● Consignes
a. D'après le texte sur l'écriture, que révèle la mauvaise foi ?
b. Quels sont tous les adjectifs, participes compris, qui qualifient le mot « texte » ou « textes » dans le texte sur l'écriture ?
c. Reprenez le texte sur l'écriture à la suite de sa dernière phrase.

Plus que jamais croire à l’écriture pour s’orienter radicalement vers
la fiction. Voilà le mot d’ordre tel un sauve-qui-peut. Car il existe
un texte global, historique, qui entraîne mécaniquement vers des
phrases ordinaires et habituelles. Un texte en tout cas qui conduit à
émettre des propositions le plus souvent décalées de la réalité, alors
qu’elles devraient la décrire.
On observe en effet une grande confusion, ou bien une grande mauvaise
foi, dans l’étalage des convictions qui aboutissent à des jugements
définitifs, sur tous sujets d’importance, sans éclairer rien à rien…
Cette confusion montre que la plupart de nos bases sont obsolètes,
tandis que la mauvaise foi révèle l’incroyable entêtement à répéter des
textes imbéciles ou carrément usés.
Croire à l’écriture donc, parce qu’il manque un texte de base adapté
aux transformations que le monde a opéré depuis trois siècles ou bien
trente ans, même si paradoxalement il n’y a jamais eu autant d’écrits.

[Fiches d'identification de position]
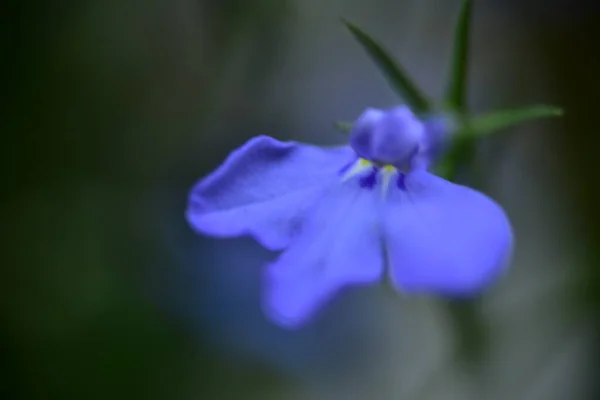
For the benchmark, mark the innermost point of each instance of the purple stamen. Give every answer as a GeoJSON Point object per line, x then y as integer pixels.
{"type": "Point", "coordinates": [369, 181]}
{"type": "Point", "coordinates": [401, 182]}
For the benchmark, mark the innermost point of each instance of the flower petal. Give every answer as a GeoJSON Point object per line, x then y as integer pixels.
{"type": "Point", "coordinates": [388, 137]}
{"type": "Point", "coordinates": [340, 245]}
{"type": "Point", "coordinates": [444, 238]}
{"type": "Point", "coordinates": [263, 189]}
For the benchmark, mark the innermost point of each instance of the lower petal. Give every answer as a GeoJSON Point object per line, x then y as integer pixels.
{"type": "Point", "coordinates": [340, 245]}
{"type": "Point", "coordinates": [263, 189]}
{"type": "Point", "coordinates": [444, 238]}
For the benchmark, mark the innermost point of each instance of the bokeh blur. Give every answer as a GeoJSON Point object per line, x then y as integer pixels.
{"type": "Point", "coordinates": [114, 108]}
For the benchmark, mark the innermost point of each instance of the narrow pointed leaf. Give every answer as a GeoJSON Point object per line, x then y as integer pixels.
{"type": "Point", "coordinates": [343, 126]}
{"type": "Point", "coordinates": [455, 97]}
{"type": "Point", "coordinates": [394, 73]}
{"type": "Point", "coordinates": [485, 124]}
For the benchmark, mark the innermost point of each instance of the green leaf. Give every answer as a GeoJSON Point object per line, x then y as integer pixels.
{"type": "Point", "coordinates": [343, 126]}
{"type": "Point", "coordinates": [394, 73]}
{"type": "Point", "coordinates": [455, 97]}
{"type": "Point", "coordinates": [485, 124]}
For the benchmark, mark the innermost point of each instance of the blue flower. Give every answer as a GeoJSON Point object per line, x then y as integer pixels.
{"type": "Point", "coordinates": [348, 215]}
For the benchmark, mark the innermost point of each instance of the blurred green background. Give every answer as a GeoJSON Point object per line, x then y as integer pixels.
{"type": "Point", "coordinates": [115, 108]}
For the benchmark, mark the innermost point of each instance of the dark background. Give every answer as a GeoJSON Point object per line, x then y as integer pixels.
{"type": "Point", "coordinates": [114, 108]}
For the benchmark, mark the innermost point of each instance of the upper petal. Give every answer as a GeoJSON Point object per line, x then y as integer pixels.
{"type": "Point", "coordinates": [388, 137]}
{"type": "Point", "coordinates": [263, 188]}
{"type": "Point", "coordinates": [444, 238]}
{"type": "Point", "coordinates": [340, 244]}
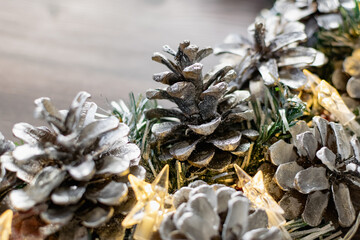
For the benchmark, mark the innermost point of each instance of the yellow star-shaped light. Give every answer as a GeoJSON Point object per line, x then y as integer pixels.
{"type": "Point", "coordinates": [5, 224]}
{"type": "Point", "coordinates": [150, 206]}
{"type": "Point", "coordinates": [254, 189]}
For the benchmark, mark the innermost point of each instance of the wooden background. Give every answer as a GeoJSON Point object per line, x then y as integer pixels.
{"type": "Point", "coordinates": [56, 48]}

● Réponses
a. Elle révèle l'incroyable entêtement à répéter des textes imbéciles ou carrément usés.

b. global, historique, imbéciles, usés, adapté

c.
Sauf que la pensée qui s’exprime dans la masse de ces écrits est
statistiquement faible.
Bon, je sais qu’aux siècles passés, c’était la chair qu’on qualifiait
de faible, vieillerie aurait dit Beckett. Parler de pensée faible,
c’est poser que notre pensée n’est pas au niveau de ce qu’elle pourrait
être en ces temps numériques. C’est avancer que la langue autant que
notre mental sont faibles pour décrypter les données contemporaines.
Parce que trop imprégnés justement de l’hypertexte historique dont la
raison a le plus souvent disparu pour nombre de ses composants. A
l’image de certaines formes grammaticales ou orthographiques qui ont
perdu leur vérité d’origine mais qui persistent à sévir, comme en
témoignent les fameuses dictées télévisées.
En fait, la pensée générale continue de fonctionner sur le modèle
analogique, alors qu’on vit déjà dans un monde numérique...
Du coup dans la pratique de l’écriture, on doit distinguer au moins
deux voies possibles. Soit on travaille dans la langue existante et on
peut décliner des volumes entiers d‘écrits sans vraiment croiser la
réalité présente. Surtout si on travaille nuit et jour et se lève tôt
le matin, on s’enfoncera de plus en plus dans ce labyrinthe formidable
qui remonte au plus loin des temps historiques.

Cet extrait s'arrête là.